# INFORMATION SHOWN

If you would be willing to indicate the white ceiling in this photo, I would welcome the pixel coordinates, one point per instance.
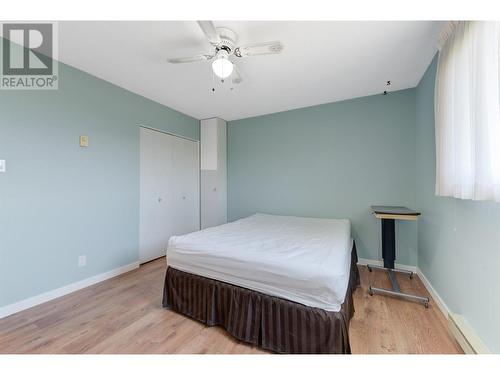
(322, 62)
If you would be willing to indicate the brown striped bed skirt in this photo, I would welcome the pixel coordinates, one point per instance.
(271, 323)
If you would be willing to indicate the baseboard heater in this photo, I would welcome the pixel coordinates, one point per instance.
(465, 336)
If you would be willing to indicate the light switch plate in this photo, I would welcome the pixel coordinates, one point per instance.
(84, 141)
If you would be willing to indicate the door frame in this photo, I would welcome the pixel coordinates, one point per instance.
(199, 174)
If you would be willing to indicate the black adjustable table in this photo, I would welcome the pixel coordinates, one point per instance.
(388, 215)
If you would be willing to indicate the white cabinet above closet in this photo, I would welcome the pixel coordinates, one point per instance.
(213, 172)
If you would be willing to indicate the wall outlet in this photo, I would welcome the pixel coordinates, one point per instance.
(84, 141)
(82, 261)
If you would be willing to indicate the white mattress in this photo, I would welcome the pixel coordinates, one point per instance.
(304, 260)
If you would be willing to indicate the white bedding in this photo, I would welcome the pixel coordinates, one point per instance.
(304, 260)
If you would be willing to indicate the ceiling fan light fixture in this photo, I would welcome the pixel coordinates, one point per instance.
(222, 66)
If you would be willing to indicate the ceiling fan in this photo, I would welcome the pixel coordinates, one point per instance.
(223, 40)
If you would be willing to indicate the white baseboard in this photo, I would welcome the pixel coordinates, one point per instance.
(364, 262)
(459, 328)
(59, 292)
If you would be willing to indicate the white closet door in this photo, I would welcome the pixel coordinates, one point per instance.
(169, 196)
(156, 195)
(186, 197)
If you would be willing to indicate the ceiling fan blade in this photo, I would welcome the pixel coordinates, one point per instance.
(181, 60)
(265, 48)
(236, 76)
(210, 32)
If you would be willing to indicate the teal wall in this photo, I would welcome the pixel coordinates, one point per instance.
(58, 200)
(458, 240)
(333, 160)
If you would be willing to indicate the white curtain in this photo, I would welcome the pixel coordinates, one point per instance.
(467, 112)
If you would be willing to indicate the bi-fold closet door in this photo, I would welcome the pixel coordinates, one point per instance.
(169, 190)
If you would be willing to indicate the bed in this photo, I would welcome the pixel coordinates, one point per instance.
(280, 282)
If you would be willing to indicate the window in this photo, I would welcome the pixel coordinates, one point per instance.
(467, 112)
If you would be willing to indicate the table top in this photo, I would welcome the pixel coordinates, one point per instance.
(395, 212)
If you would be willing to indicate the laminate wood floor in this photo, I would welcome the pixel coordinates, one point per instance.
(124, 315)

# PROBLEM DETAILS
Rewrite all of the material above with "in this photo" changed to "in this image" and every other word left the same. Omit the pictures from your answer.

# CORRECT RESULT
If you would be willing to indicate the white ceiling in this image, I would welcome the pixel coordinates, one point per instance.
(322, 62)
If you would be willing to indicate the brown striped bed skirt in this image, I would welcome the pixel coordinates, one point per instance.
(271, 323)
If you would be willing to indicate the baseboard heater in this image, I would welcome the pixel coordinates, one point per instance.
(465, 336)
If you would be willing to indicate the light switch plate in this image, I would welcome the pixel coordinates, one point per instance.
(84, 141)
If you would be willing to indicate the door frame in this image, I would welcome the pixel coordinates, one point per instance.
(199, 174)
If you would be willing to indicate the black adjustable table in this image, I would welcome the pixel coordinates, one point per instance.
(388, 215)
If you would be willing to indicate the white cabinet above closet in this image, I would welcome the pixel coordinates, one point per instance.
(213, 172)
If you would be willing to indicate the wall outlet in this image, I would welcome the pixel coordinates, one point per instance.
(84, 141)
(82, 261)
If you would be willing to indicate the white mattress in this image, I would welcome the pixel coordinates, one point per instance.
(304, 260)
If you would be willing to indicate the white bedding in this image, I would welcome the pixel coordinates, one point per instance.
(304, 260)
If you would be willing to indicate the ceiling fan light fixture in this image, I would welcome the pixel coordinates, one point per instance.
(222, 66)
If you would be willing to indicate the ceiling fan in this image, I would welcome the pixel coordinates, one point per instance.
(223, 40)
If you would be willing to indicate the white baseboard in this image, I would welcome the pixel coordinates, one point per instance.
(364, 262)
(459, 328)
(59, 292)
If you would be willing to indicate the white closet door in this image, I would welcome the pixel coordinates, one point per instance.
(169, 196)
(156, 195)
(186, 197)
If you would be willing to indicate the ceiling fan blade in this image, I would welcome the pixel coordinates, one point per instance.
(181, 60)
(265, 48)
(236, 76)
(210, 32)
If you would be willing to indicate the teal wall in this image, I would welcome the pixel coordinates, one point per instance.
(58, 200)
(458, 240)
(333, 160)
If you would be willing to indicate the white curtain in this image, I would welcome the pixel coordinates, one point per instance.
(467, 112)
If you would be willing to indicate the bi-fold closet door in this image, I would welcome the pixel coordinates, one point per instance.
(169, 190)
If you would be willing to indicate the bed in this image, I would welcome the pixel coordinates, one point per instance.
(280, 282)
If you would be willing to indicate the window in this image, I would welcome the pixel coordinates, one point per instance.
(467, 112)
If you would be willing to indicate the table top in this image, I would welcome the pixel coordinates, one point per instance.
(395, 212)
If you would be willing to indicate the laminate wood floor in this image, I would welcome the pixel coordinates, one point per instance.
(124, 315)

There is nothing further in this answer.